> [STATED TASK]: Which lines of the following material contain the string "orange"? Show every such line in full, and treat the match as case-sensitive.

> [TASK INPUTS]:
============================================================

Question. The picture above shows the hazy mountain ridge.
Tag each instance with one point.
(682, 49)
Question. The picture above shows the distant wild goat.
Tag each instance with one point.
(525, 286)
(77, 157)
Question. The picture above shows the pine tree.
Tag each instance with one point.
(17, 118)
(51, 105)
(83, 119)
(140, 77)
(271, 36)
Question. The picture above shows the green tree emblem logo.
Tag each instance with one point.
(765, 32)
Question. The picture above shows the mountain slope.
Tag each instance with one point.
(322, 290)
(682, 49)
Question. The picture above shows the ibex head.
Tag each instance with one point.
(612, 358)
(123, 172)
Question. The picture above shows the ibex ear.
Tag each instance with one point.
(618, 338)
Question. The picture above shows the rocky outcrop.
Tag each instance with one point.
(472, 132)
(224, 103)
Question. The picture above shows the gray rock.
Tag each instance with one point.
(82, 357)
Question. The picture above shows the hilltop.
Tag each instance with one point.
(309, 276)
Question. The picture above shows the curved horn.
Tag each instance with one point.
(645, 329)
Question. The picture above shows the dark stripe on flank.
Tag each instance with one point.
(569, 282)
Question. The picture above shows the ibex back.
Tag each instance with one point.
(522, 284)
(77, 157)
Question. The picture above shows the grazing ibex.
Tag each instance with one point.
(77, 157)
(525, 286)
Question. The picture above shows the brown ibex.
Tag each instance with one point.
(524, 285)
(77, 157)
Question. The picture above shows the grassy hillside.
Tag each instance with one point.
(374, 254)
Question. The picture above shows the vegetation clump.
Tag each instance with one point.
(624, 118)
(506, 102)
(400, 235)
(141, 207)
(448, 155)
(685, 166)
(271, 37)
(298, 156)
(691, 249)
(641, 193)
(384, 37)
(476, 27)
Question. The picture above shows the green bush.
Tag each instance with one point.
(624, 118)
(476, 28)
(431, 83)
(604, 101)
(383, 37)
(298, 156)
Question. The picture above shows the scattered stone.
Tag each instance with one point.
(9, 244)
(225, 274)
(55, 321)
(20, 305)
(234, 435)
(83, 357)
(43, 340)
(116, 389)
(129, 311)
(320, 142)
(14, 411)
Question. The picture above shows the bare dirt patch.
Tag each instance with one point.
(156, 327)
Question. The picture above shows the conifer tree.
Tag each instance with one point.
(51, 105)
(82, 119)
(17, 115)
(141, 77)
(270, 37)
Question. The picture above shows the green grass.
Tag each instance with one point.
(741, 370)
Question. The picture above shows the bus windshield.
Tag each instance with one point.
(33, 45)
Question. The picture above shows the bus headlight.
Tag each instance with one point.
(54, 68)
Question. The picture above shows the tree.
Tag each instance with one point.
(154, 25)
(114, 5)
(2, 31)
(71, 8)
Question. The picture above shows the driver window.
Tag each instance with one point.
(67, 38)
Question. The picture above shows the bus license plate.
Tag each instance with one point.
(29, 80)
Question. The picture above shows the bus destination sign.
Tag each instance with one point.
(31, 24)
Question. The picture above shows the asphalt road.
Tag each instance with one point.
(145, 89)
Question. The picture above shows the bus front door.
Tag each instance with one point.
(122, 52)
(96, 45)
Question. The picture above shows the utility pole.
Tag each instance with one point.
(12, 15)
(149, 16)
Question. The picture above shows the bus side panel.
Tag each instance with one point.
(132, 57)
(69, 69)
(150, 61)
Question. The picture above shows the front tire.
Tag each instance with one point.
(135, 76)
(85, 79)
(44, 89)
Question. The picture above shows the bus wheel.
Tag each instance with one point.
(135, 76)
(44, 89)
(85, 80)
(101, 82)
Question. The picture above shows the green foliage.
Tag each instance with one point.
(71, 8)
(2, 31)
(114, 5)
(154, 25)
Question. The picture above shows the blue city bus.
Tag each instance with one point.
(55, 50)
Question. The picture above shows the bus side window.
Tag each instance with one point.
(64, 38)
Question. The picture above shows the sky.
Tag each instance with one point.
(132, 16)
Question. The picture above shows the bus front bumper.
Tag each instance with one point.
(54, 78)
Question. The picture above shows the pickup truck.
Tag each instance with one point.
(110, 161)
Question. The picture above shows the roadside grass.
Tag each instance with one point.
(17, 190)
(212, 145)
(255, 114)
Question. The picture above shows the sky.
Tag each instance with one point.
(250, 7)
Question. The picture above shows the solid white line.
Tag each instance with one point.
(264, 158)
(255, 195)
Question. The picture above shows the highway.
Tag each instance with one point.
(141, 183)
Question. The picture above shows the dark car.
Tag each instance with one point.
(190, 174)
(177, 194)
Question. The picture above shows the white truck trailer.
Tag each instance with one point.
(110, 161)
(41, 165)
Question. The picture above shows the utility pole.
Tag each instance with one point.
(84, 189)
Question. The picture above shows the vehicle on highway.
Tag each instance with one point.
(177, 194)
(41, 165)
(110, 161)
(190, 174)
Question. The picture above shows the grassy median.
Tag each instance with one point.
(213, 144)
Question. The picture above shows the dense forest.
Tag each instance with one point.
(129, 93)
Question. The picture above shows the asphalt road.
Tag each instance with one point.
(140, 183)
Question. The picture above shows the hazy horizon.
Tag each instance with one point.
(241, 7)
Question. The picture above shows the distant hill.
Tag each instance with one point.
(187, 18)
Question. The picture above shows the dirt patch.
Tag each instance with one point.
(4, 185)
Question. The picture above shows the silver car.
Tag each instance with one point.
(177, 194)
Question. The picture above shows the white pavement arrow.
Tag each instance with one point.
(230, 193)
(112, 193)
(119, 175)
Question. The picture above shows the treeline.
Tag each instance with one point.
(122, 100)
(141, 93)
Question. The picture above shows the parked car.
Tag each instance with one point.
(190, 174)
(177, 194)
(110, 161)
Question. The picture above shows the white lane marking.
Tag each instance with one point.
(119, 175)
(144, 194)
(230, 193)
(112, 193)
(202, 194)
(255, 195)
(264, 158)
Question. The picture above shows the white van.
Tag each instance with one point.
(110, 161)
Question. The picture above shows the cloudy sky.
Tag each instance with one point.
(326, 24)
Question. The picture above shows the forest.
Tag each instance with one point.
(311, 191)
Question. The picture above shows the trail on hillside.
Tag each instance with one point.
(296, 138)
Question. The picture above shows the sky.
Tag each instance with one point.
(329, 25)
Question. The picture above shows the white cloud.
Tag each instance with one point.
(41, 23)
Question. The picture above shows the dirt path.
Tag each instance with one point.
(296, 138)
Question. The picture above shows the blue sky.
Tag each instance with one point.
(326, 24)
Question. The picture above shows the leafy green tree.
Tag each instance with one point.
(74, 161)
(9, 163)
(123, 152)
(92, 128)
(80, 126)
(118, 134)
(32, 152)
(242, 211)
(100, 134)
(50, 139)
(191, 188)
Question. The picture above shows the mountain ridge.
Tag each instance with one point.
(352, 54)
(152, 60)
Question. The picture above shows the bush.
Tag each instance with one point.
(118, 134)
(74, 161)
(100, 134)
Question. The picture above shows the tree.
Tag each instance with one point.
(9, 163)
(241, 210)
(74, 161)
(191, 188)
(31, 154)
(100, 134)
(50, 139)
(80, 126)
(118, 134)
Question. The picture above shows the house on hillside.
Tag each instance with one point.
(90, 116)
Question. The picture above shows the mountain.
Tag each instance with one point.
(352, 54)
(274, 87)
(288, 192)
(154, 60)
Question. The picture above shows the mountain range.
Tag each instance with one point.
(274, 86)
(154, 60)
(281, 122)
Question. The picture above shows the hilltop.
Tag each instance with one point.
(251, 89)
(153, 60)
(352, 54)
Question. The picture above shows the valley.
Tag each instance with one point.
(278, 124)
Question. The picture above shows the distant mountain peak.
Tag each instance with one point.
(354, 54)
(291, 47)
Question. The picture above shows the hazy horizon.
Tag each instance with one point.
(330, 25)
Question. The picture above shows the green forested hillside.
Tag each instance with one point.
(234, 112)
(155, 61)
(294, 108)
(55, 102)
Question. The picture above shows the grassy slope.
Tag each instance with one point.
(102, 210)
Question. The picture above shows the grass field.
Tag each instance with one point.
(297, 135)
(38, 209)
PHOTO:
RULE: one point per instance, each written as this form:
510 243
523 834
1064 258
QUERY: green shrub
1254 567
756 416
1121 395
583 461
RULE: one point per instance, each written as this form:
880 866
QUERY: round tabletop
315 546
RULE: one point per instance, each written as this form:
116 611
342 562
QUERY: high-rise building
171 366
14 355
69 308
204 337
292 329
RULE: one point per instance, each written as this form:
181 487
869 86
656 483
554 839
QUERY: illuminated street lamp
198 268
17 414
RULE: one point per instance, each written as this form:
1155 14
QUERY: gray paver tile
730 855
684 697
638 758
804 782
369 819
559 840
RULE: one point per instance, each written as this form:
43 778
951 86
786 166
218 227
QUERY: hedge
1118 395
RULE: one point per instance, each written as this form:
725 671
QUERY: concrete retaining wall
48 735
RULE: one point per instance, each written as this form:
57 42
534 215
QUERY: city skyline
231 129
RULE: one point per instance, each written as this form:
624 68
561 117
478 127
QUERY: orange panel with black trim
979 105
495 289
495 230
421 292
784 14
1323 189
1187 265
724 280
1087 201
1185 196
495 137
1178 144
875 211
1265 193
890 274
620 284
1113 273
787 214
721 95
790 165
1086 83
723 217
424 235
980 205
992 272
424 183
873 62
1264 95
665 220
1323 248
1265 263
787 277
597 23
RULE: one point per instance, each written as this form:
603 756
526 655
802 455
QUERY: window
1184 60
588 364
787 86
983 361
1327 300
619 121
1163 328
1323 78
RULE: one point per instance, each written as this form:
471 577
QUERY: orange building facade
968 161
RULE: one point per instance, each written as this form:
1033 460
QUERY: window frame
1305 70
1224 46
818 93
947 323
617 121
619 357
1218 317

============================================================

> [IN RESPONSE]:
QUERY: orange panel with black trim
QUERY: orange building facade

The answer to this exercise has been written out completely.